> **Short exercise**: Reproduce the lines from the line containing "Task: pick out rock, one point per instance." to the line containing "<point>129,9</point>", both included, with their requests. Scale every point coordinate in the answers by 0.55, rounding to whole numbers with halves rounded up, and leave the coordinates in the requests and their sample formats unchanged.

::: Source material :::

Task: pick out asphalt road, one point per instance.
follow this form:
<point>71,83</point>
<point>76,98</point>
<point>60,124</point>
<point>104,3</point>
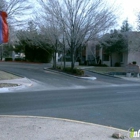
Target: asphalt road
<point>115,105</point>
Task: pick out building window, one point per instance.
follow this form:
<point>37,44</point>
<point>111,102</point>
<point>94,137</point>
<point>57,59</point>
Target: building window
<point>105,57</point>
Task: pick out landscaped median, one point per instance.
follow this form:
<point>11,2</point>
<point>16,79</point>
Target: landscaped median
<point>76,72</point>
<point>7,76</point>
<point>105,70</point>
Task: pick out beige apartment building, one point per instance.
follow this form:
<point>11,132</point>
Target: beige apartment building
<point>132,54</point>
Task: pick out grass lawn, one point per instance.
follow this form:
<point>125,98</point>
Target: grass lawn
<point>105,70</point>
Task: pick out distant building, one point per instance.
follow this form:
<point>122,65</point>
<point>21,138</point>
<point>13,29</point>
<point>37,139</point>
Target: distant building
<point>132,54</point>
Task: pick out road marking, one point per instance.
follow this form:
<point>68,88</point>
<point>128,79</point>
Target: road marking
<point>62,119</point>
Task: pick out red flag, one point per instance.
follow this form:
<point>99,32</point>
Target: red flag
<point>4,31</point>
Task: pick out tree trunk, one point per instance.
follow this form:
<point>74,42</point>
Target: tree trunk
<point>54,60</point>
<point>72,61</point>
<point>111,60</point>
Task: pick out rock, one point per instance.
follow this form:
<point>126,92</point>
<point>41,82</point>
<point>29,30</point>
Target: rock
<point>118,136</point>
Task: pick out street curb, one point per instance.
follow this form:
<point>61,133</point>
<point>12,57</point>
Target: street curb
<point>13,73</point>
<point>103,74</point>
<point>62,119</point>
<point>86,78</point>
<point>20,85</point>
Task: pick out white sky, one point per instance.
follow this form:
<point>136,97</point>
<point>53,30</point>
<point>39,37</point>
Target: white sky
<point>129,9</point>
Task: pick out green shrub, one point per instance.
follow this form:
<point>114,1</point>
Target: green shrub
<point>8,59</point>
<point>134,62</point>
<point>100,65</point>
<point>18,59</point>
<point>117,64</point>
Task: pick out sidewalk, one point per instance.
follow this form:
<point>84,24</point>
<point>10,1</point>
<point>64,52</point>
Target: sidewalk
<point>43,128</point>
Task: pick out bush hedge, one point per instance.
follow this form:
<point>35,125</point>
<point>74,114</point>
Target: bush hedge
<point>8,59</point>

:::

> **Task result**:
Task: pick out rock, one point per instance.
follow this form:
<point>126,92</point>
<point>41,82</point>
<point>29,30</point>
Target: rock
<point>65,75</point>
Task: pick out street curb, one point per instance.
follow this form:
<point>61,133</point>
<point>12,57</point>
Target: street curb
<point>7,40</point>
<point>57,41</point>
<point>34,65</point>
<point>47,43</point>
<point>11,47</point>
Task: pick out white sky, one point per instance.
follow this form:
<point>136,97</point>
<point>53,30</point>
<point>39,37</point>
Target: white sky
<point>71,5</point>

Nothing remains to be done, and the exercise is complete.